··· RECORDS FOR THIS EXERCISE ···

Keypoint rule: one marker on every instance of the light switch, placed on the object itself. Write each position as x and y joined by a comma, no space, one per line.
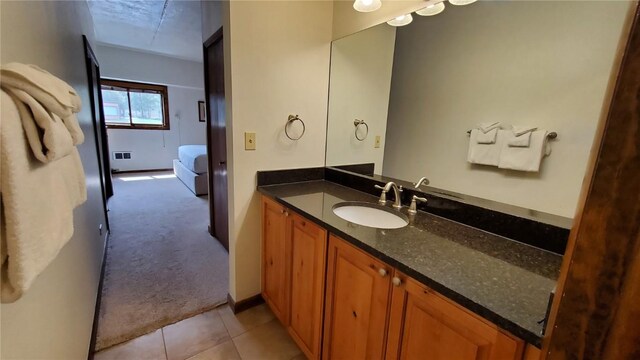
249,141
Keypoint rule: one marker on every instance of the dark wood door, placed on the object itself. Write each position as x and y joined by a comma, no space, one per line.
99,125
216,138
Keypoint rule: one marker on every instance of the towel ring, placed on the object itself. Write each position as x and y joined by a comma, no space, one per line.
357,123
290,120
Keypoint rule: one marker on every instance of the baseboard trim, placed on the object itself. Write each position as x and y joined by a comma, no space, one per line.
245,304
96,314
137,171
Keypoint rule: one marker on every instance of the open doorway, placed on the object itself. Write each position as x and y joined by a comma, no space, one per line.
162,266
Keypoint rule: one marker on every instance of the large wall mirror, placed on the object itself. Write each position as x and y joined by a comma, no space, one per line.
419,88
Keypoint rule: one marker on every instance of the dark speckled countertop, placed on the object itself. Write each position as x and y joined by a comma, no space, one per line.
502,280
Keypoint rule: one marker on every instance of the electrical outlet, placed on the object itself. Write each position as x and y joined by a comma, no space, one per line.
249,141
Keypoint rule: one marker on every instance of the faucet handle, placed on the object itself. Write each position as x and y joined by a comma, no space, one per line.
423,181
418,198
413,207
383,195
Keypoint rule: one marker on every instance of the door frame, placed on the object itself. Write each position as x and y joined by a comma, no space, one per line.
595,312
100,129
217,36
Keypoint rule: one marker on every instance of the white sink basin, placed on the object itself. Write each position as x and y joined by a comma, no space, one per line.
371,215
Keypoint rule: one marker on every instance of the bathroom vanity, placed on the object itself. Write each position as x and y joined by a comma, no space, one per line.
434,289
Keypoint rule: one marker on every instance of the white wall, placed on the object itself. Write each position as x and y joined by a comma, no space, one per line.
278,62
360,81
156,149
531,63
53,320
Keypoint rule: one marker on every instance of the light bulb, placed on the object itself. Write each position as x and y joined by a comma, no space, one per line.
433,9
401,20
367,5
461,2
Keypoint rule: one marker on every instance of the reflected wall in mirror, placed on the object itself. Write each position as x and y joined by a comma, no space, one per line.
421,87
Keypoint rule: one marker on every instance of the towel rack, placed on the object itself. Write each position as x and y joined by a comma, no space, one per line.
551,135
290,120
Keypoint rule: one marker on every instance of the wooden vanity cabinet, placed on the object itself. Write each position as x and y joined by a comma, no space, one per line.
425,325
357,298
308,243
294,263
339,302
275,252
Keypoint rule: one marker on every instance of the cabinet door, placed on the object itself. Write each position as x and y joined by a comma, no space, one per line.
275,251
308,265
425,325
358,294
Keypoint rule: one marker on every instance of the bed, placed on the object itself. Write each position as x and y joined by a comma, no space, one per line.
191,167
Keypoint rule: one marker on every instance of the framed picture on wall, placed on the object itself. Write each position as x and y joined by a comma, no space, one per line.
202,112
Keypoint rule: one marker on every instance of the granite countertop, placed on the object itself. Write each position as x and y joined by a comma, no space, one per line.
504,281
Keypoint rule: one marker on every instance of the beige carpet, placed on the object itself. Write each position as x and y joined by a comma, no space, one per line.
162,264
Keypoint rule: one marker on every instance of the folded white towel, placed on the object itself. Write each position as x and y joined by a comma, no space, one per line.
485,154
37,200
525,158
55,95
522,129
520,140
488,137
488,126
48,137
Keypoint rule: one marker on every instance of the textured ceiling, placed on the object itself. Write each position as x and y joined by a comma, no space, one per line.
170,27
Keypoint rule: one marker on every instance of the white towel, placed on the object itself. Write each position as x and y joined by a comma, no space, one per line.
487,138
525,158
37,200
485,154
488,126
55,95
48,137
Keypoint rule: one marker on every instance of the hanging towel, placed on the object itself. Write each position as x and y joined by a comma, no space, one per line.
47,135
485,154
487,138
37,204
525,158
488,126
55,95
521,136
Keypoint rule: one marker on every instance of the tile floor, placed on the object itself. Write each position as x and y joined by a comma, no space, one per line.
254,334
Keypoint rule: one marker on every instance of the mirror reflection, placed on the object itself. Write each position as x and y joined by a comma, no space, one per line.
404,98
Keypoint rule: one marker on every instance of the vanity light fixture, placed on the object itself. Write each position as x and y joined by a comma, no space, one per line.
461,2
367,5
433,9
401,20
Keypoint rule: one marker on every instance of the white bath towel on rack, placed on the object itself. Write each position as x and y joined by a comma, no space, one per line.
37,200
485,154
525,158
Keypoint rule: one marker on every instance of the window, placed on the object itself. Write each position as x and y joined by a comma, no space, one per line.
130,105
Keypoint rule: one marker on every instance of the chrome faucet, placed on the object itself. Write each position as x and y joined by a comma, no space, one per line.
423,181
396,191
413,208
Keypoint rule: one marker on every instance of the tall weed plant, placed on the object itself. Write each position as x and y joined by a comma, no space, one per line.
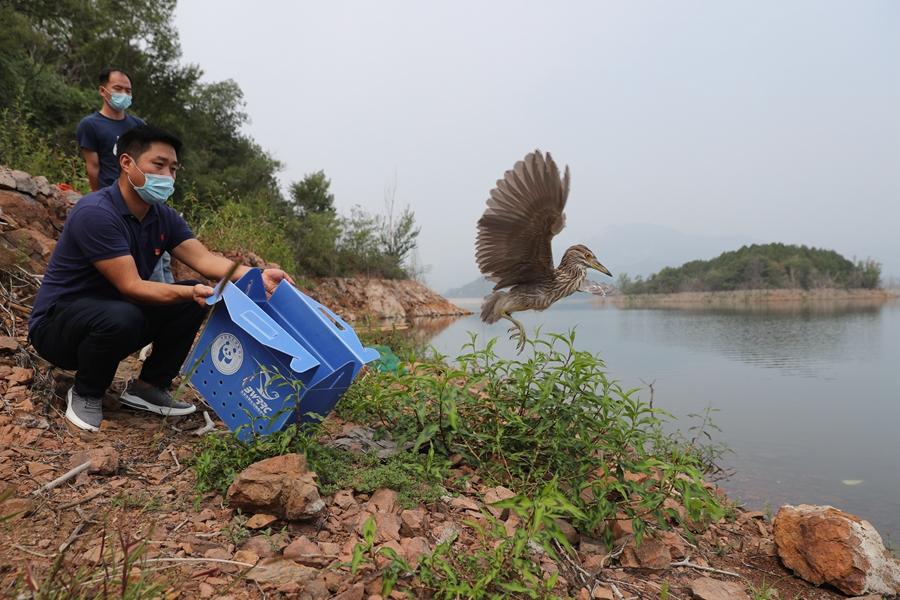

···

> _PROBLEM_
Copy exactly the lines that run from the line containing "Keypoint rule: one marker on every instance of the mirror" to the end of the data, keeping both end lines and dropping every picture.

> _RESPONSE AREA_
Keypoint rule: one marker on every instance of the mirror reflection, placed on the object itself. Write each position as x and y joined by a comma, no space, one per line.
404,98
Keypoint rule: one marker on every instance of the vanity light fixture, placed on the object itself. Write each position as x and y joined by a comma, no space, one per line.
461,2
367,5
433,9
401,20
Keypoint rule: one marker on every instance of the white bath towel on rack, placed on the object itself. Write each position as x and y joined by a comma, no space, one per line.
37,200
485,154
525,158
Keypoint rule: one marker on every instance of the window, placed on the object itself. Write each position as x and y joined by a comma, no space, one per line.
130,105
Keypoint rule: one marker on every instance of the chrome faucet, placed on the object itself. Write each position as x and y joined by a comma, no space, one per line.
423,181
396,191
413,208
Keypoint rule: one marker on every instance of the tall weed plant, placed on the object itself. Write each position as x and y joined by a comma, no space, one per line.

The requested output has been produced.